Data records
[Start of Attachment]

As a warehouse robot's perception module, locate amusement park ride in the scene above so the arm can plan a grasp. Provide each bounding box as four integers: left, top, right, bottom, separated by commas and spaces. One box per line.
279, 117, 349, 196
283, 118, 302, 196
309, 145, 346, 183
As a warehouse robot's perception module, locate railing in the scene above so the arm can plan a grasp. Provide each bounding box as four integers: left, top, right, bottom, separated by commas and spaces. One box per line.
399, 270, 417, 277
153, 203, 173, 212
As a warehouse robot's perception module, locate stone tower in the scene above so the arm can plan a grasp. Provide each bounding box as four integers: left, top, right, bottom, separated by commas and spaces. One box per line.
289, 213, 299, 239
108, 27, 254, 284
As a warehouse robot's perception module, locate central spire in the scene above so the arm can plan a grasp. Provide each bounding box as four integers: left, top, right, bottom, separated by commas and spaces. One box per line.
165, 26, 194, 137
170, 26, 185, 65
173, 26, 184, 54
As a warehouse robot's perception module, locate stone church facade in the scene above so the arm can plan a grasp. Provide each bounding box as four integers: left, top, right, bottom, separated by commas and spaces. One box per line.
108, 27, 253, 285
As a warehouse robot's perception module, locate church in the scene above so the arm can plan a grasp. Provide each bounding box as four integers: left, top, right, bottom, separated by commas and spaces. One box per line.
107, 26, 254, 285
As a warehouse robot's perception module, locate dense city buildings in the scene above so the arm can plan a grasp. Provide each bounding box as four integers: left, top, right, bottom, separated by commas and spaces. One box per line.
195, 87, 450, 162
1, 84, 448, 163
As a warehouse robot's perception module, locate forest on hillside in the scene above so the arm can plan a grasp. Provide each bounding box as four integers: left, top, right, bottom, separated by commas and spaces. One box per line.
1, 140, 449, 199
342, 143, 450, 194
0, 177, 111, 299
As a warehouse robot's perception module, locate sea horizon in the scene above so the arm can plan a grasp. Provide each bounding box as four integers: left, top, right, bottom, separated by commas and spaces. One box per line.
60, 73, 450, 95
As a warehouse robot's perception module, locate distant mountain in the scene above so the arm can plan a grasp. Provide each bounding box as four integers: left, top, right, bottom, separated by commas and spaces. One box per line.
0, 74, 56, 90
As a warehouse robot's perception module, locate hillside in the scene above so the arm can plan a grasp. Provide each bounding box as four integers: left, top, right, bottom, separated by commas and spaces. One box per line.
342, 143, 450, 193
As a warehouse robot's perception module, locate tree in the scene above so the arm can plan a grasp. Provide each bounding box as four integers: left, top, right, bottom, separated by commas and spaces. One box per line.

[End of Attachment]

_Brief_
Retype the data. Every line must match the original exactly.

_Result for this task_
As a warehouse robot's perception module, locate amusement park ride in the scene above so the arm can plan a grasp. Provide each bounding box as four integers: left, top, right, bottom, separated by commas and spaces. One box per line.
279, 117, 349, 196
283, 118, 302, 196
309, 145, 346, 183
As a warehouse robot's perception module, locate railing in the scene above so the arm can plan a grasp. Provide each bounding box as four integers: left, top, right, bottom, separated by commas and spaces. One box per line.
399, 270, 417, 277
153, 203, 173, 212
As a warehouse robot's perception module, locate stone tower in the scene above so the arm can plan a grasp. Provide each bounding box as four integers: left, top, right, bottom, separated by commas and spaces. One box per line.
289, 213, 299, 239
108, 27, 254, 284
As a warehouse robot's perception module, locate central spire in the scene above so the arm can plan a grasp. Provide each bounding box as four integers: left, top, right, bottom, separated by commas and spaces. One box per line.
165, 26, 194, 137
170, 26, 185, 65
173, 26, 184, 54
As a warehouse robot's perception module, locate stone church facade in the scene above so the arm can plan a grasp. Provide each bounding box as four integers: left, top, right, bottom, separated by commas and spaces. One box per line.
108, 27, 253, 285
As a warehouse robot's perception module, locate church in the scene above so the arm can plan a grasp. Provide each bounding box as four integers: left, top, right, bottom, separated by commas and spaces. One box per line.
107, 26, 254, 285
As a warehouse robot's perception module, locate dense city buildings in the scene above so the arm can plan a grasp. Provide each bounding box as four integers: left, top, right, bottom, separated by commas and spaces. One box per line.
195, 87, 450, 162
1, 84, 448, 163
As a warehouse robot's perception module, locate forest on hillside in the scene above so the arm can plan a grasp. Provide each bounding box as four integers: left, top, right, bottom, separated by commas and spaces. One box per line.
1, 140, 449, 199
342, 143, 450, 194
0, 177, 111, 299
As a warehouse robot's perception module, locate sea horizon in the scene above so the arm can plan a grasp. Provide each bounding box as four integers: left, top, right, bottom, separated by commas and spaces. One box per line.
60, 73, 450, 95
As a warehouse robot's perception module, locate distant mountain in the scene above so the arm can plan a grasp. Provide each bounding box as four integers: left, top, right, bottom, separated by commas and spaces. One box per line.
0, 74, 56, 90
As a warehouse robot's perception module, locate hillside in the scene above so the arm can plan a grasp. Provide each bounding box as four integers: left, top, right, bottom, separated by commas and spaces. One box per line.
342, 143, 450, 193
As a warehouse robot's perception module, locate tree in the scene above so the arm can plan a grasp. Provide each bounding box as four integers: left, top, right, bottom, separated by commas and spaces. One box per line.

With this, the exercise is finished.